» **Provided material**
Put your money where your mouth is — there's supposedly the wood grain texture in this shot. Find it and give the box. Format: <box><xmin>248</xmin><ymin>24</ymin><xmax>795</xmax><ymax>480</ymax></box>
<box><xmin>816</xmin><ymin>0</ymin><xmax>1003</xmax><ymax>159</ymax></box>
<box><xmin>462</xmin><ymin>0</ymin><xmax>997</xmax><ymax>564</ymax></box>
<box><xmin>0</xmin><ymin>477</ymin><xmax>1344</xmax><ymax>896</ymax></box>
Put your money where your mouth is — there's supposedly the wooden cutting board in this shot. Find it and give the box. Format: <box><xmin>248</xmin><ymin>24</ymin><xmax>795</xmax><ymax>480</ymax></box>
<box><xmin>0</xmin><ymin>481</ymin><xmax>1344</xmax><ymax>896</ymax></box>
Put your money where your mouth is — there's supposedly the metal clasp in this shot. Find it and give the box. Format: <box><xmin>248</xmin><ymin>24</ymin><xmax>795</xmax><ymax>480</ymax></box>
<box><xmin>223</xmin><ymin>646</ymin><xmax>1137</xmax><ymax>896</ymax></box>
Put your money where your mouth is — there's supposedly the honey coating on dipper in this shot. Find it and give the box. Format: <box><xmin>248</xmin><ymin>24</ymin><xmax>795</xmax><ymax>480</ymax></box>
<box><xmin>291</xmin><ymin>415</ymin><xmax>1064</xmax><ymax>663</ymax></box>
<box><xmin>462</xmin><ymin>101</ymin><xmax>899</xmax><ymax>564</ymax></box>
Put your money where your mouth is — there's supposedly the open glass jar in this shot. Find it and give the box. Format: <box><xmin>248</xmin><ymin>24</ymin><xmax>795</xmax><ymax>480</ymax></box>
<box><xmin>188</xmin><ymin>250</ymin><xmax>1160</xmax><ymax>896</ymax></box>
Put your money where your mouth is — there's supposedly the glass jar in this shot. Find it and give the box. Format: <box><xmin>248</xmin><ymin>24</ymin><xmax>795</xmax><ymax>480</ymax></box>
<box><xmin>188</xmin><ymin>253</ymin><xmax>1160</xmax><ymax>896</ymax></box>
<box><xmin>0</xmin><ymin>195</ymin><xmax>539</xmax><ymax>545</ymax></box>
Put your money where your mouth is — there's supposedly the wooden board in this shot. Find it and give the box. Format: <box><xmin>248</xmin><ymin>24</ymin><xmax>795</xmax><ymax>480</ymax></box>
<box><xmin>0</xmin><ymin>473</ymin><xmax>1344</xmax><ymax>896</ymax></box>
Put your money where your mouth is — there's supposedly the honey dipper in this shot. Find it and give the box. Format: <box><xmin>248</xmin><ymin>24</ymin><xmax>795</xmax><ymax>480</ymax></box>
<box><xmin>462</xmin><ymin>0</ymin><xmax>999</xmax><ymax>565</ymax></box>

» **What you should do**
Write out all the records above again, exactly as they stand.

» **The answer**
Put your money where your mouth is — there's supposedly the wood grain texture in this shot. Find it and give the box. Format: <box><xmin>248</xmin><ymin>24</ymin><xmax>795</xmax><ymax>480</ymax></box>
<box><xmin>816</xmin><ymin>0</ymin><xmax>1003</xmax><ymax>159</ymax></box>
<box><xmin>462</xmin><ymin>0</ymin><xmax>997</xmax><ymax>564</ymax></box>
<box><xmin>0</xmin><ymin>477</ymin><xmax>1344</xmax><ymax>896</ymax></box>
Put your money where your mouth is — there's supposedly the wooden cutting board in this shot. Find it and give the box. Format: <box><xmin>248</xmin><ymin>24</ymin><xmax>795</xmax><ymax>480</ymax></box>
<box><xmin>0</xmin><ymin>481</ymin><xmax>1344</xmax><ymax>896</ymax></box>
Put your money where your mouth is — there's supposedly the metal clasp in this shot. Find it and give the box. Format: <box><xmin>248</xmin><ymin>24</ymin><xmax>795</xmax><ymax>480</ymax></box>
<box><xmin>223</xmin><ymin>646</ymin><xmax>1137</xmax><ymax>896</ymax></box>
Put your money where your mouth is — there's supposedly the honey coating on dipper in this shot. Find it and give the box. Format: <box><xmin>248</xmin><ymin>24</ymin><xmax>795</xmax><ymax>480</ymax></box>
<box><xmin>291</xmin><ymin>415</ymin><xmax>1064</xmax><ymax>663</ymax></box>
<box><xmin>462</xmin><ymin>101</ymin><xmax>899</xmax><ymax>564</ymax></box>
Put your money where your mouth is — there's supposedly the open glass jar in this shot. Find it and give the box. Format: <box><xmin>248</xmin><ymin>24</ymin><xmax>795</xmax><ymax>480</ymax></box>
<box><xmin>188</xmin><ymin>250</ymin><xmax>1160</xmax><ymax>896</ymax></box>
Put your money where your mouth is — there's supposedly the glass jar in this shot. Find it and give the box. Format: <box><xmin>248</xmin><ymin>24</ymin><xmax>795</xmax><ymax>480</ymax></box>
<box><xmin>188</xmin><ymin>253</ymin><xmax>1160</xmax><ymax>896</ymax></box>
<box><xmin>0</xmin><ymin>195</ymin><xmax>539</xmax><ymax>545</ymax></box>
Put your money where your mouth is — there's supposedly the wooden board in this shot. Find it and give the box. Format: <box><xmin>248</xmin><ymin>24</ymin><xmax>795</xmax><ymax>480</ymax></box>
<box><xmin>0</xmin><ymin>473</ymin><xmax>1344</xmax><ymax>896</ymax></box>
Put your money where your mouth is — there's supposedly the honey dipper in this shot. Find it and give the box. Format: <box><xmin>248</xmin><ymin>24</ymin><xmax>795</xmax><ymax>480</ymax></box>
<box><xmin>462</xmin><ymin>0</ymin><xmax>999</xmax><ymax>565</ymax></box>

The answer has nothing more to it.